Source extract ::
-- Opening Marker --

Keep in mind that this case was from 1986. That was a world away from where we are now. Back then, the attitude was that only the most disturbed children see a psychologist or therapist of some sort. Now, child psychology and therapy is routine as is children on medication. Furthermore, there has been an explosion of children with “special needs” which ranges from mild cases of learning disabilities to severe cases of autism / autism spectrum disorder. Once again, school records and medical records will be key in developing the ammunition needed for such a motion.
The relationship between the alleged victim and defendant will also be key. The defendant or the defendant’s family may provide the information necessary for such a motion. However, where the defendant is a complete stranger, it will become more difficult. Not every child is brought to a psychologist for treatment. Some go undiagnosed. Nevertheless, witnesses that have interacted with the child along with the video of the child’s statement could contain important clues. If something seems off to you and/or others that know the child, you could consider having an expert review the material and witness statement to determine if it is possible that the child suffers from one disorder or another. Most experts do not like to go out on a limb like this because they want to protect their credibility. However, they report could indicate that they witnessed various issues with the child, that these issues could be signs of one disorder or another, and that further examination would be necessary to confirm. This should be supported with reference to research articles, DSM criteria and anything else that could support the expert’s opinion. While this may be difficult to pull off, it is certainly better than nothing at all.
In New Jersey, defense lawyers rarely file a motion for a bill of particulars. While it may be common in other states of Federal court, it is generally not an issue in New Jersey especially because the indictment mostly mirrors the statute. In sex crimes cases however, this motion is more common, especially in child sex abuse cases. Detectives rarely push child victims for great detail. Thus, the indictment may be very broad thus encompassing a wide range of dates and allegations. The case law on this issue provides guidance as to how to handle these issues.
In State in the interest of K.A.W. 104 N.J. 112 (1986) the New Jersey Supreme Court found that the defendant has the right to defend against accusations which includes the need for an indictment to let a person know of what he has been accused but that there is a concern that young children who have been victimized do not normally have specific recall of dates. As a result, upon motion for a bill of particulars, the Court can order the State to reinterview the child. This interview should supply dates or other reference points such as weather, seasons of the year, grade in school or events such as birthdays and weddings. If the State cannot do so, the indictment can be dismissed.
Obviously, a reinterview of the child can pay big dividends for the defense, especially if the child changes the story or if the dates supplied allow for a credible alibi defense. Despite the availability of such a motion, it does not mean that the defendant will get very specific information. In State v. C.H., 264 N.J. Super. 112 (App. Div. 1997), the court held that the child indicating that she was eight years old at the time of the abuse was enough notice for the defendant.

-- Closing Marker --

[Stored data entries]
-- Opening Marker --

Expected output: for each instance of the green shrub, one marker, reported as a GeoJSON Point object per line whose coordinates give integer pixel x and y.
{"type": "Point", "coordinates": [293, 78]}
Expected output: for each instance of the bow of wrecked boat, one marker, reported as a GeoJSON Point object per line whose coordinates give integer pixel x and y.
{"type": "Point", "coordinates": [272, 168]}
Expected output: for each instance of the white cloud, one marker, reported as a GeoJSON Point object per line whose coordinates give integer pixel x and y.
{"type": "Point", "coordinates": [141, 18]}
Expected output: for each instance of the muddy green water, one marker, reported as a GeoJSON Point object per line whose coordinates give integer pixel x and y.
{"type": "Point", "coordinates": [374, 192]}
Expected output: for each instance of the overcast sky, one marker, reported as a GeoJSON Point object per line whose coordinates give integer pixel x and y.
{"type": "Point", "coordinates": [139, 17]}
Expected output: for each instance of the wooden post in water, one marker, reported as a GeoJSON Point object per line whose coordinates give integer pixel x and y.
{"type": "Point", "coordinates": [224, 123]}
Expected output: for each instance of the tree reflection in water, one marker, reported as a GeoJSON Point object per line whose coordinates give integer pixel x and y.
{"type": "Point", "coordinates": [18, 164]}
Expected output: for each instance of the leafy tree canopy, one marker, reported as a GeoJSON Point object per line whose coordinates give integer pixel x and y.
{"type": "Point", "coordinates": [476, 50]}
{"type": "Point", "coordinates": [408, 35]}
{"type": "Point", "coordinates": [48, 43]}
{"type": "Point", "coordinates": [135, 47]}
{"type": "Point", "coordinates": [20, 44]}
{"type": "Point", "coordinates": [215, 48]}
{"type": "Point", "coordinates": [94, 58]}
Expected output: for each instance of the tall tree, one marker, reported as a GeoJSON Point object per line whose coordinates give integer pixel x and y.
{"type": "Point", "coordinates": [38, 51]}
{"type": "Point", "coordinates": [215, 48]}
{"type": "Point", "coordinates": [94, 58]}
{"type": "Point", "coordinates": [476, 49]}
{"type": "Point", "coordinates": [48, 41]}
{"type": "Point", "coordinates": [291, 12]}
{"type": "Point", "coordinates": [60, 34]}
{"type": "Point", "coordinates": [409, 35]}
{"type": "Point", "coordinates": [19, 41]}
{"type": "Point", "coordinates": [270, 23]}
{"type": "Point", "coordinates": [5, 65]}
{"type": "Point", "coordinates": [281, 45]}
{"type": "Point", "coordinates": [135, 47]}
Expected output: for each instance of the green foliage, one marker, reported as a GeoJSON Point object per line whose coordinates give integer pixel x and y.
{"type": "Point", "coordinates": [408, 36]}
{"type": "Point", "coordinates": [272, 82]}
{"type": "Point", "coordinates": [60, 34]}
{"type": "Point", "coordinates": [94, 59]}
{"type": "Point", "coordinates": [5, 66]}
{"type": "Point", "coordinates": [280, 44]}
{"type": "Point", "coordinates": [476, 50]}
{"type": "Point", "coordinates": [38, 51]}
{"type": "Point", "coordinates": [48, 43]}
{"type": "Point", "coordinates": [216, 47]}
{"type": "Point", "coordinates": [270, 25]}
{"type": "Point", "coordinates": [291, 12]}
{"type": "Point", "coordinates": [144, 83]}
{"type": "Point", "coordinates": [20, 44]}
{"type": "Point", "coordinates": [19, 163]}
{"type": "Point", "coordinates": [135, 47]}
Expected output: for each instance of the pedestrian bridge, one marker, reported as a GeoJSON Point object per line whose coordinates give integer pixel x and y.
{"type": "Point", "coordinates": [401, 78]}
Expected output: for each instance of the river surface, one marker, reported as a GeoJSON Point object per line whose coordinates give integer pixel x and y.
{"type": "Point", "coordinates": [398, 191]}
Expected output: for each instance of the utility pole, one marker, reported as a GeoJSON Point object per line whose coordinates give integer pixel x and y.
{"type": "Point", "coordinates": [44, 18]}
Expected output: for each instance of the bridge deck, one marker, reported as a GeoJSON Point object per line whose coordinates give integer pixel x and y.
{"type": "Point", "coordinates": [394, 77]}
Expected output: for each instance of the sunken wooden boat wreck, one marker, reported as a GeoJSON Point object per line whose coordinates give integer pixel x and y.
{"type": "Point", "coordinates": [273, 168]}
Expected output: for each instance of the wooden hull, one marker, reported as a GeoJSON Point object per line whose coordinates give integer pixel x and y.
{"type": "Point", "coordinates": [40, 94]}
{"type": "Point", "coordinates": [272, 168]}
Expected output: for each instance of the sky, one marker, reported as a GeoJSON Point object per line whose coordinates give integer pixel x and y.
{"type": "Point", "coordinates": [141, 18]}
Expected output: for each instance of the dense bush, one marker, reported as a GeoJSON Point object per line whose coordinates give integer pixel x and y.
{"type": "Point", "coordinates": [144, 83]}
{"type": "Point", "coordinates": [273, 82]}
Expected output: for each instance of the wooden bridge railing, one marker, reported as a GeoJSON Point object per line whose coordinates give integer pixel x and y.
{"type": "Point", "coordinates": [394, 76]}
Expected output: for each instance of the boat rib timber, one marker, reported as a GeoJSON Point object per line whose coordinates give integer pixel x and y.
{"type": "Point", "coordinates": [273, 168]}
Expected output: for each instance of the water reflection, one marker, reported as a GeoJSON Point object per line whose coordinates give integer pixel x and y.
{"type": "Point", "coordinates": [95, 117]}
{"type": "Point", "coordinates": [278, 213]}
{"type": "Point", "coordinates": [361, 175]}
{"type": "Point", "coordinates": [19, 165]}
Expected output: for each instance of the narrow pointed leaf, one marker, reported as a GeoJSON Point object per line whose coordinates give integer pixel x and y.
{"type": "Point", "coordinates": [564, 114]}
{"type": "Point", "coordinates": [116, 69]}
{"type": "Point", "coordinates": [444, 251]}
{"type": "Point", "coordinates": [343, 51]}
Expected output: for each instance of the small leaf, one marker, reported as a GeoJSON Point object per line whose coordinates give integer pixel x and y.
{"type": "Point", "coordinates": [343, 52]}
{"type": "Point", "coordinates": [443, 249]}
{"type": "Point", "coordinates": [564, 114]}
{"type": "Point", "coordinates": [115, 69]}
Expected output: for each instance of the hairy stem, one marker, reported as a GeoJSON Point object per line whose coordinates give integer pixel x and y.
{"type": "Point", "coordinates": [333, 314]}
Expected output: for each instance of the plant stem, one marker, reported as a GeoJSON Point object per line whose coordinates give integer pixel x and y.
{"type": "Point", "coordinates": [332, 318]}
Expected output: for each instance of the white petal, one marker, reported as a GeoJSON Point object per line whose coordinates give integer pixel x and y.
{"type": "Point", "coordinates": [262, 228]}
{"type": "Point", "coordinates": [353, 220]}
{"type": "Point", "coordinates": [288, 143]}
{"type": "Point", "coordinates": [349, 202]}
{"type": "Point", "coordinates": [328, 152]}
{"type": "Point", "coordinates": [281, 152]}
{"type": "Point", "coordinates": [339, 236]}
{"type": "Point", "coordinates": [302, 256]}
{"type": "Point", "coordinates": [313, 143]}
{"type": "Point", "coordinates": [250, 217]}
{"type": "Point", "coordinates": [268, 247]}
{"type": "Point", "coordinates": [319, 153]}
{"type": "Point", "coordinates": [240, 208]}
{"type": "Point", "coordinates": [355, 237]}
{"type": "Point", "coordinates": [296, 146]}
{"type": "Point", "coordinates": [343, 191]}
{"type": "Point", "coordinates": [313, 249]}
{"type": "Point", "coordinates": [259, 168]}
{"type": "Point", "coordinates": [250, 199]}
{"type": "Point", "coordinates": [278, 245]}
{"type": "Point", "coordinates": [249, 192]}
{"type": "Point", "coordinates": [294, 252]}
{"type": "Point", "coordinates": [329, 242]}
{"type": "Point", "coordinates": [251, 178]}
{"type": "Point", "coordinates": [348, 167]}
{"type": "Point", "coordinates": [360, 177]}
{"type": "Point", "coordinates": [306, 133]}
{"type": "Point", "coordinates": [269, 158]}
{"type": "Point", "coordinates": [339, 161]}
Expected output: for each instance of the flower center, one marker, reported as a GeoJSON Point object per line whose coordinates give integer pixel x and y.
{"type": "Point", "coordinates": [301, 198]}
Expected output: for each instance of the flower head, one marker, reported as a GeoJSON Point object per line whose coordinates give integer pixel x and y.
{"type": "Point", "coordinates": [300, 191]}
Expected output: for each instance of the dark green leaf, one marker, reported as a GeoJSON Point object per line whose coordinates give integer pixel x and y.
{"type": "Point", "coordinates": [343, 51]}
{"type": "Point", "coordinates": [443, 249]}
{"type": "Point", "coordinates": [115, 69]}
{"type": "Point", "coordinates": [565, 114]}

-- Closing Marker --

Apply what you read ::
1 – Set down the passage on defending child sex abuse cases word for word, from "In State in" up to and including "can be dismissed.".
2 – According to the passage on defending child sex abuse cases, what did the court in State v. C.H. hold was enough notice for the defendant?
3 – Why does the passage on defending child sex abuse cases say a motion for a bill of particulars is more common in child sex abuse cases?

Responses for each task ::
1 –
In State in the interest of K.A.W. 104 N.J. 112 (1986) the New Jersey Supreme Court found that the defendant has the right to defend against accusations which includes the need for an indictment to let a person know of what he has been accused but that there is a concern that young children who have been victimized do not normally have specific recall of dates. As a result, upon motion for a bill of particulars, the Court can order the State to reinterview the child. This interview should supply dates or other reference points such as weather, seasons of the year, grade in school or events such as birthdays and weddings. If the State cannot do so, the indictment can be dismissed.

2 – The child's indication that she was eight years old at the time of the abuse.

3 – Detectives rarely push child victims for great detail. As a result, the indictment may be very broad and cover a wide range of dates and allegations.